No obstante, el debate sobre la naturaleza y designios de la divinidad ha dado lugar a una entrega muy entusiasta. Savater, en la obra citada, considera tres actitudes básicas ante la cuestión: en primer lugar, la de quienes simplemente desmontan como inverosímil, inconsistente o falsa de cualquier modo la creencia en uno o varios dioses; en segundo lugar, la de los que consideran que la fe en Dios consiste precisamente en creer en un ser invisible totalmente incomparable en cuanto a su esencia a cuanto conocemos o podemos comprender; en tercer y último lugar, la de quienes aceptan la divinidad como el esbozo todavía impregnado de mitología de un concepto supremo que sirve para pensar el conjunto de la realidad, aunque no tenga los rudos rasgos antropomórficos que habitualmente se le otorgan. Por supuesto, no existe una división rígida entre cada una de las tres posiciones, lo mismo que existen subdivisiones e influencias mutuas en ellas dentro de un debate mantenido desde hace siglos. El primero de los tres órdenes es el de los ateos; ya Jenófanes de Colofón (siglo V a.e.c.) señaló que los dioses se parecen sospechosamente a los humanos que los veneran, mientras que Lucrecio (siglo I a.e.c.) estableció que en el principio fue el temor (a lo desconocido, a lo arbitrario o a la muerte) en que dio lugar a la caterva de dioses.

David Hume, a pesar de que nunca hizo profesión de ateísmo tal vez por temor, en su Historia natural de la religión intenta una antropología de la cuestión ofreciendo causas social y sicológicamente plausibles para el paganismo y el monoteísmo, alejándose de justificaciones sobrenaturales oficiales; pero es en su obra Diálogos sobre la religión natural donde refuta, tanto al teísmo como al deísmo, al demostrar que no hay razones para creer que el universo es un reloj que precisa un relojero (ni para fabricarlo ni para garantizar su funcionamiento). Es Feuerbach el que irá más allá de Hume al sostener que la razón sicológica de la creencia en Dios es el conjunto insatisfecho de los deseos humanos; se proyecta hacia el mundo ultraterreno todo lo que se apetece y no alcanza en este mundo, a la vez que sirve de consuelo para los sufrimientos de los seres humanos y se brinda una coartada para no mejorar la situación terrenal.

- **MATERIAL DE REVISIÓN**
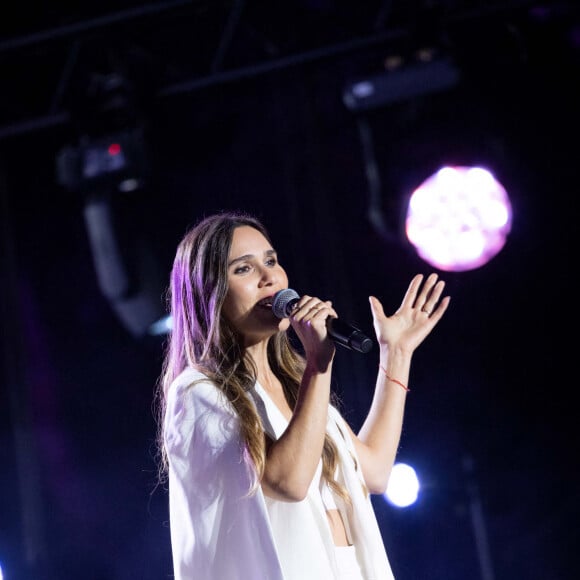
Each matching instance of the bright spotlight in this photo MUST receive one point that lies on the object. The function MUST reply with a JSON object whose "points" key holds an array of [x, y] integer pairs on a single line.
{"points": [[403, 488], [459, 218]]}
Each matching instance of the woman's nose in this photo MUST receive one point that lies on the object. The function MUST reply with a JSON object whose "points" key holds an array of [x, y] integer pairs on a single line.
{"points": [[267, 277]]}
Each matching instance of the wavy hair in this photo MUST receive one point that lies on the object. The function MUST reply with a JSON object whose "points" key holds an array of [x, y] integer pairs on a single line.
{"points": [[203, 339]]}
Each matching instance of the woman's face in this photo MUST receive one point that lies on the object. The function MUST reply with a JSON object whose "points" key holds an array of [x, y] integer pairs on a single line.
{"points": [[254, 276]]}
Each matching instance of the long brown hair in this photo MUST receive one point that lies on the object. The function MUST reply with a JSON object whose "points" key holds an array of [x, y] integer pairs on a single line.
{"points": [[203, 339]]}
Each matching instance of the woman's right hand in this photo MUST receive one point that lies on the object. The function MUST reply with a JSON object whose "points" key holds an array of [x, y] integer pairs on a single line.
{"points": [[308, 319]]}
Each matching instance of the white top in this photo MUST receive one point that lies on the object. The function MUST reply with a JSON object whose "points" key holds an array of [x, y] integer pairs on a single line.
{"points": [[219, 532]]}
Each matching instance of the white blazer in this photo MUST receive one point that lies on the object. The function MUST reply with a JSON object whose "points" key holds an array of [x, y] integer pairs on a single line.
{"points": [[219, 532]]}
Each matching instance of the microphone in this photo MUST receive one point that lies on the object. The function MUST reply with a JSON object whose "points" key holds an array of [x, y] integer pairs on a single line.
{"points": [[341, 332]]}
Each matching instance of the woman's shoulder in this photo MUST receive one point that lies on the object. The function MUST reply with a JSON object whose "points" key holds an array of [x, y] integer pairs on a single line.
{"points": [[195, 386]]}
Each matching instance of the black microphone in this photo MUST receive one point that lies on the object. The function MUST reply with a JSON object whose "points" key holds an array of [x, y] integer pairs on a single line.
{"points": [[341, 332]]}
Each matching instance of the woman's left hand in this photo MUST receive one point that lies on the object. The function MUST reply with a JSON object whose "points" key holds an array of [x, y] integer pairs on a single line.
{"points": [[420, 311]]}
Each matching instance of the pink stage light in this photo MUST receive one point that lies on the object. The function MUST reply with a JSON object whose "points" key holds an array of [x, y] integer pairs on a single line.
{"points": [[459, 218]]}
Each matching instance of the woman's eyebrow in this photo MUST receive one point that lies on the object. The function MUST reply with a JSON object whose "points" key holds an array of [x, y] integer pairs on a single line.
{"points": [[245, 257]]}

- **TAREAS**
(a) Enumera, en el orden en que aparecen, todos los pensadores nombrados en el texto sobre la creencia en Dios.
(b) Retoma el texto sobre la creencia en Dios y continúalo a partir de su última oración.
El material no hace falta para resolver lo que se pide.

- **RESPUESTAS DEL EJERCICIO**
(a) Savater, Jenófanes de Colofón, Lucrecio, David Hume y Feuerbach.

(b)
Con Feuerbach, tan influyente en grandes autores posteriores, el ateísmo pasa de ser una mera negación de las creencias religiosas a una denuncia de las mismas y de su función en la vida de los individuos y las sociedades. La posición en la gran obra de Feuerbach, que constituye uno de los puntos clave para el proyecto de la modernidad, trata de ser combatido por teólogos modernos al desprender a Dios de sus rasgos personales: de nuevo, una apelación a lo incomprensible, que esta vez desprende a la divinidad de sus rasgos humanizadores y trae nuevos problemas que contradicen la tradición religiosa. Dios para de ser alguien a ser algo, lo que está ya a punto de convertirse en ser nada. Savater cuenta una divertida anécdota que hemos vivido en todo debate religioso; aquellas personas que, recelosos ya de reconocer sus creencias, afirman algo así como «hombre, yo creo que hay algo»; la respuesta debe ser «vaya, que hay algo es cosa en la que todos estamos de acuerdo, incluso los más incrédulos. De lo que se trata al mencionar a Dios es si creemos o no que hay alguien».